Task to carry out =>
Copy every line, leaving nothing out and adding nothing.
>> Start Extracted data
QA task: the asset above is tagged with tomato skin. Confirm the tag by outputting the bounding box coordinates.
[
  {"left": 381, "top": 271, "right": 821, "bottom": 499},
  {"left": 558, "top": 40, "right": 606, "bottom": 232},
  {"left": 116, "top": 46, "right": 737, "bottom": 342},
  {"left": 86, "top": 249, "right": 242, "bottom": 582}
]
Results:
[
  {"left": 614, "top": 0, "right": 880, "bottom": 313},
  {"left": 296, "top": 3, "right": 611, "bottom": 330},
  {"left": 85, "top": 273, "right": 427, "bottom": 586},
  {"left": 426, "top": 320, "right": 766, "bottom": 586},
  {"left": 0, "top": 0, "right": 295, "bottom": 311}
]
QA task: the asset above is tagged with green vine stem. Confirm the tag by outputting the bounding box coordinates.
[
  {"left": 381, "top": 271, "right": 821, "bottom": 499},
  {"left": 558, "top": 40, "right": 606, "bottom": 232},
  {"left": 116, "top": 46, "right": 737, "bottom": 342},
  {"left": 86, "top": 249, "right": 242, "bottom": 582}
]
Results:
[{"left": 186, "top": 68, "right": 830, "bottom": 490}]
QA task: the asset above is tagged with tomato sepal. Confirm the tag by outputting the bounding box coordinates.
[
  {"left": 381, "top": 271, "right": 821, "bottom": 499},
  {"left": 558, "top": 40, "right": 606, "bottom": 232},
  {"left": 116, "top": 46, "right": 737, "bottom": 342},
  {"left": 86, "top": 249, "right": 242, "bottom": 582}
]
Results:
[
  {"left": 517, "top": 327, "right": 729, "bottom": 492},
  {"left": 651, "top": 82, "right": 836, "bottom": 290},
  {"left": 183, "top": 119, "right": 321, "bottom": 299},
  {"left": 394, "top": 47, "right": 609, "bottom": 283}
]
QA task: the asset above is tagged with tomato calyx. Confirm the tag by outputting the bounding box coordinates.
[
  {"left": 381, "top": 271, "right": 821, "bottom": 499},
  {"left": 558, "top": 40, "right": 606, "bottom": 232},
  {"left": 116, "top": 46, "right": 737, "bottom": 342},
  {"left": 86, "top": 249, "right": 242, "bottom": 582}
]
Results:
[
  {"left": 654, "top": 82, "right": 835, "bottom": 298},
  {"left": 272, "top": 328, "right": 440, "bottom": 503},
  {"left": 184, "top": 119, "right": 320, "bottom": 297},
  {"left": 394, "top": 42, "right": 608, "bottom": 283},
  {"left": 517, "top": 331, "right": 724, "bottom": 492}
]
>> End Extracted data
Solved exercise =>
QA task: the asset above is tagged with tomato skin. Confirm the tag by outputting the bounding box coordinates.
[
  {"left": 381, "top": 271, "right": 821, "bottom": 499},
  {"left": 558, "top": 40, "right": 606, "bottom": 232},
  {"left": 116, "top": 46, "right": 737, "bottom": 342},
  {"left": 86, "top": 249, "right": 242, "bottom": 582}
]
Results:
[
  {"left": 614, "top": 0, "right": 880, "bottom": 313},
  {"left": 296, "top": 3, "right": 611, "bottom": 330},
  {"left": 85, "top": 273, "right": 427, "bottom": 586},
  {"left": 426, "top": 320, "right": 766, "bottom": 586},
  {"left": 0, "top": 0, "right": 295, "bottom": 311}
]
QA task: the asset above is tagged with green vine stem. Confirm the tag by outputting the bounding box coordinates.
[
  {"left": 381, "top": 271, "right": 821, "bottom": 499},
  {"left": 558, "top": 40, "right": 606, "bottom": 232},
  {"left": 116, "top": 46, "right": 737, "bottom": 342},
  {"left": 86, "top": 249, "right": 242, "bottom": 582}
]
Results:
[{"left": 186, "top": 68, "right": 830, "bottom": 490}]
QA task: the asset above is tagged with tomato sepal. Confirm the tag by outputting the bounding box coordinates.
[
  {"left": 381, "top": 271, "right": 821, "bottom": 499},
  {"left": 558, "top": 40, "right": 606, "bottom": 232},
  {"left": 116, "top": 46, "right": 737, "bottom": 342},
  {"left": 86, "top": 249, "right": 242, "bottom": 582}
]
Results:
[
  {"left": 517, "top": 327, "right": 729, "bottom": 492},
  {"left": 651, "top": 82, "right": 836, "bottom": 290},
  {"left": 183, "top": 119, "right": 321, "bottom": 299},
  {"left": 394, "top": 47, "right": 609, "bottom": 283}
]
QA task: the asset above is tagged with tomato calyx. Confirm the tag by outputting the bounding box coordinates.
[
  {"left": 381, "top": 271, "right": 821, "bottom": 499},
  {"left": 558, "top": 40, "right": 606, "bottom": 232},
  {"left": 116, "top": 46, "right": 737, "bottom": 342},
  {"left": 86, "top": 249, "right": 242, "bottom": 582}
]
Results:
[
  {"left": 654, "top": 82, "right": 835, "bottom": 298},
  {"left": 272, "top": 328, "right": 440, "bottom": 503},
  {"left": 184, "top": 119, "right": 320, "bottom": 297},
  {"left": 394, "top": 42, "right": 608, "bottom": 283},
  {"left": 517, "top": 331, "right": 724, "bottom": 492}
]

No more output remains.